_The request_
Copy out the records below word for word, starting at the line containing "Spot the black t-shirt" and continuing to the end of the records.

_Given entries_
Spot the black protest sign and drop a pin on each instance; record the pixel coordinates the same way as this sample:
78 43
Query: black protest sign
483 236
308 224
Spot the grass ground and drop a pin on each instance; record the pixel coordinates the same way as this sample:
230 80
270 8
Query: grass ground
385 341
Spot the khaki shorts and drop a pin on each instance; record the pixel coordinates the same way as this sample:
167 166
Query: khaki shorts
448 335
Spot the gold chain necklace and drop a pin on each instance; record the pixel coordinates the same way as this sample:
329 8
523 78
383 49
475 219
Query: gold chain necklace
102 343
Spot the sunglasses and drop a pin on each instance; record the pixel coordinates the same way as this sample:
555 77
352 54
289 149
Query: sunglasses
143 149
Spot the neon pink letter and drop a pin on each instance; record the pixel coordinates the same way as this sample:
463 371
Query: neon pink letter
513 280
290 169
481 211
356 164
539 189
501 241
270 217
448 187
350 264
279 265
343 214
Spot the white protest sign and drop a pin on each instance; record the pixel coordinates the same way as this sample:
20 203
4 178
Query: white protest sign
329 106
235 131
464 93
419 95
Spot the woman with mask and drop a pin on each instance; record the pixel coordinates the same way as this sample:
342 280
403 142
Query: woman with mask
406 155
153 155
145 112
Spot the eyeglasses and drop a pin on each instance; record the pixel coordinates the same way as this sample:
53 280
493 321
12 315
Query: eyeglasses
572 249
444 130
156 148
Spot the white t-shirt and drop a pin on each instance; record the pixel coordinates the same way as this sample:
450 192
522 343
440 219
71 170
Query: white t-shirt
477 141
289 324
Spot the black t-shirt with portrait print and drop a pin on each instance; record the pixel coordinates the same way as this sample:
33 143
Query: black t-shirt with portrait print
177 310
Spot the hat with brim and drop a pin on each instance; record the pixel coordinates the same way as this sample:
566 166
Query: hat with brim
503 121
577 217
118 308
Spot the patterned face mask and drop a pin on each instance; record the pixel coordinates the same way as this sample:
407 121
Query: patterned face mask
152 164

_Exercise output_
Spot the black t-shirt with portrait print and drop a pin on each instance; record the pixel coordinates the same way as this sample:
33 143
Query: black t-shirt with portrait print
177 310
Spot the hat with brim and drop a pin on each instance; record the pixel coordinates the same way as this sample:
566 166
Query: hat with brim
503 121
577 217
118 308
Spot the patterned face mask and drop a pin on each instance; record the pixel coordinates the same way as this sample:
407 121
Query: patterned face mask
152 164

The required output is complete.